## begin

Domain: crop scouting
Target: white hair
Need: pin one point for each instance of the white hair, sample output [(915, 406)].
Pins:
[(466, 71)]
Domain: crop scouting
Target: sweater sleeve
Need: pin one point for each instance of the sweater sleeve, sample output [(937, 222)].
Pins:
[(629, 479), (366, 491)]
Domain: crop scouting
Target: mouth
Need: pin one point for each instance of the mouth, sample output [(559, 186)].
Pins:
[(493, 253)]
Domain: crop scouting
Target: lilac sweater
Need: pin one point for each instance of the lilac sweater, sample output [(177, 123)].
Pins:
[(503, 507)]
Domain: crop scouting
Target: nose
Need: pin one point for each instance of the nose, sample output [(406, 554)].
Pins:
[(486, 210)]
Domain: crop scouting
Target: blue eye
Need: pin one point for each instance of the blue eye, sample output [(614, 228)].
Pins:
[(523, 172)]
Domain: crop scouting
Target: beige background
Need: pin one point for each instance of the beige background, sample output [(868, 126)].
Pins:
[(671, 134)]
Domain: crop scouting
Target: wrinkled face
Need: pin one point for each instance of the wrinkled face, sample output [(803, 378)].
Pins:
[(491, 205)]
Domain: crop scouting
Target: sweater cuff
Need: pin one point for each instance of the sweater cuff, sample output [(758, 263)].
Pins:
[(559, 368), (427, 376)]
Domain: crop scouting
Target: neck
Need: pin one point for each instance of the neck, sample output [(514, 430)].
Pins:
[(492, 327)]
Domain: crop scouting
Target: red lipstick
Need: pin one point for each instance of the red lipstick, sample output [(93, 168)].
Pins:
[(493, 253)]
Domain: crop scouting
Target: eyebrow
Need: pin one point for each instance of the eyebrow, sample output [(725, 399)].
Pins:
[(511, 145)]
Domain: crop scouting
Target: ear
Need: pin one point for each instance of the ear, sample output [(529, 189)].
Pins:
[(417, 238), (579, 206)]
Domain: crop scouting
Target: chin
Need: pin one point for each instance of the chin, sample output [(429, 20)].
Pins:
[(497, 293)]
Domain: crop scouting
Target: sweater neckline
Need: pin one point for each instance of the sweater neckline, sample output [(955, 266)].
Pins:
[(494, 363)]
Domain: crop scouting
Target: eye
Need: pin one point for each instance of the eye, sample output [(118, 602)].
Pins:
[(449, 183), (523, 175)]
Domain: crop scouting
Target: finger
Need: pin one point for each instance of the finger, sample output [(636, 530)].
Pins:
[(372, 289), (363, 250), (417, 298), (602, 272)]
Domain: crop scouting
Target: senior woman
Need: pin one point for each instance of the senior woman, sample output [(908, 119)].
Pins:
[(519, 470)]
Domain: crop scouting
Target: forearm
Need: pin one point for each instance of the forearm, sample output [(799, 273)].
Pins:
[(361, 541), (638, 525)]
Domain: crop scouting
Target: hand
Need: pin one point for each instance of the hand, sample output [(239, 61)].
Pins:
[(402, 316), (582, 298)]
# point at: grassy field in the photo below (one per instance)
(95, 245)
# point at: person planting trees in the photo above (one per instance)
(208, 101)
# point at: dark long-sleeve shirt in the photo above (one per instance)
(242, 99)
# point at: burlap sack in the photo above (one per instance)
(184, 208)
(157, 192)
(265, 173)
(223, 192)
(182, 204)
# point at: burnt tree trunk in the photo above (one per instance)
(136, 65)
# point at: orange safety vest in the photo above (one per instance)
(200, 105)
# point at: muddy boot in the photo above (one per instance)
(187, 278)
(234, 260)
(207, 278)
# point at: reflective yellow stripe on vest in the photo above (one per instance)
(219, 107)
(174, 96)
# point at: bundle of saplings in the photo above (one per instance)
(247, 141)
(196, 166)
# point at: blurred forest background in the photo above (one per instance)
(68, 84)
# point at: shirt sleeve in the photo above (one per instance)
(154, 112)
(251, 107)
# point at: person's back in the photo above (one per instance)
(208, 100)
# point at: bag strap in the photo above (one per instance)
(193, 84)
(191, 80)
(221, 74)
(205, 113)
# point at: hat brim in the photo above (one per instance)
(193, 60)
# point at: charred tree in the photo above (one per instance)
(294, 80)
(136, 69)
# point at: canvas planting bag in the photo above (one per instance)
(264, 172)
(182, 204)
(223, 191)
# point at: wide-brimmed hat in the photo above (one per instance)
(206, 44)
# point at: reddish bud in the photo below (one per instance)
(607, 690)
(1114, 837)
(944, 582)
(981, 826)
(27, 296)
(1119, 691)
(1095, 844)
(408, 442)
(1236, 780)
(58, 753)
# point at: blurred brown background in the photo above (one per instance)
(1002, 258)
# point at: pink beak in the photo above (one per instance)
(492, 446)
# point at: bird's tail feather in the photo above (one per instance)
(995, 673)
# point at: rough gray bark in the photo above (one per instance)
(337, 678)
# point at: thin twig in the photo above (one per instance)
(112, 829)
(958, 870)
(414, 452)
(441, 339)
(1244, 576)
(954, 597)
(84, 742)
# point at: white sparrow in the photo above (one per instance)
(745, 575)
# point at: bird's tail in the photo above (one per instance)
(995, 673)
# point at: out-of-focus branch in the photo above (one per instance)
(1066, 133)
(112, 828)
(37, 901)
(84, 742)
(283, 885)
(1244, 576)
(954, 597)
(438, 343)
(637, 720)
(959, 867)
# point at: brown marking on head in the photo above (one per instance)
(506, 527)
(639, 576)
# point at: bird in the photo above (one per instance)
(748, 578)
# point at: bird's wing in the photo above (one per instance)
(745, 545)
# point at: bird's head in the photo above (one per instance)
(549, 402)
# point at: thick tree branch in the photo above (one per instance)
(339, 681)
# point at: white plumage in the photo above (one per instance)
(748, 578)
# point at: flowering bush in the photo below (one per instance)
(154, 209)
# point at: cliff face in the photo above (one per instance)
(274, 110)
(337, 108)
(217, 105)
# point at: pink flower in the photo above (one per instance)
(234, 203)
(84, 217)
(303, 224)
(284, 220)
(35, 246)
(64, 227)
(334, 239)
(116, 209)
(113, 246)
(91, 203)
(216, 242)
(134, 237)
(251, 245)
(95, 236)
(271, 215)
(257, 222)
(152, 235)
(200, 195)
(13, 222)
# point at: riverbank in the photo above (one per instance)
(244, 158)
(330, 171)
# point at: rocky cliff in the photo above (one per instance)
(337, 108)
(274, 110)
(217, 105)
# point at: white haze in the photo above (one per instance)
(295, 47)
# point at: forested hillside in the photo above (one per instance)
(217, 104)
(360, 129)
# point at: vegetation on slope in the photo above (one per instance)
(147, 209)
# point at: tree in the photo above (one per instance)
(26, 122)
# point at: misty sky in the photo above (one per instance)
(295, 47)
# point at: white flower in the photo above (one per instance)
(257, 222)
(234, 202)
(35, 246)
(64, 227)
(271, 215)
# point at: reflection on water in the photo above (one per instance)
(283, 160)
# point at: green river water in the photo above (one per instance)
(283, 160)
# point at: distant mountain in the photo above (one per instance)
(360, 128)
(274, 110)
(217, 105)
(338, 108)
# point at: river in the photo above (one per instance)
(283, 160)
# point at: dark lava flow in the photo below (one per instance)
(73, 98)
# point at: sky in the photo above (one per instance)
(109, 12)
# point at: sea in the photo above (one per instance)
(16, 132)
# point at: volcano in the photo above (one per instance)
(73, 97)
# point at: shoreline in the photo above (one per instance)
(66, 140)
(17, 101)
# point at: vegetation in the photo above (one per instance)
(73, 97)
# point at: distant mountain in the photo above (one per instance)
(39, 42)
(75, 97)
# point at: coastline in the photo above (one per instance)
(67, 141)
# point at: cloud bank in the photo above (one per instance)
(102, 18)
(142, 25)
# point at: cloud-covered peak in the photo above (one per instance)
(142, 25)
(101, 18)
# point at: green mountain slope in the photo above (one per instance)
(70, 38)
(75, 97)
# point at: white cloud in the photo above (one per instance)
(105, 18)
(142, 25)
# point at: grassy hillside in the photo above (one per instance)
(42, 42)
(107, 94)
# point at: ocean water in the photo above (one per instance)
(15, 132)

## end

▸ What is expected: Replace "crop scouting" with "field scouting" in the listing from its first line through the line containing "[(503, 507)]", and reproduce only those lines with everything else unchanged.

▸ Exercise answer:
Domain: field scouting
Target: white hair
Need: pin one point for each instance of the white hair, sample output [(915, 406)].
Pins:
[(466, 71)]
Domain: field scouting
Target: sweater sleeve
Need: pin one point for each instance of the sweater sleeve, sample output [(937, 222)].
Pins:
[(629, 479), (366, 491)]
Domain: field scouting
Target: mouth
Need: pin one point for each instance of the mouth, sample output [(559, 186)].
Pins:
[(493, 253)]
Domain: field scouting
Target: lilac sweater
Need: pin one point for each instance of the lilac sweater, sample output [(177, 123)].
Pins:
[(503, 507)]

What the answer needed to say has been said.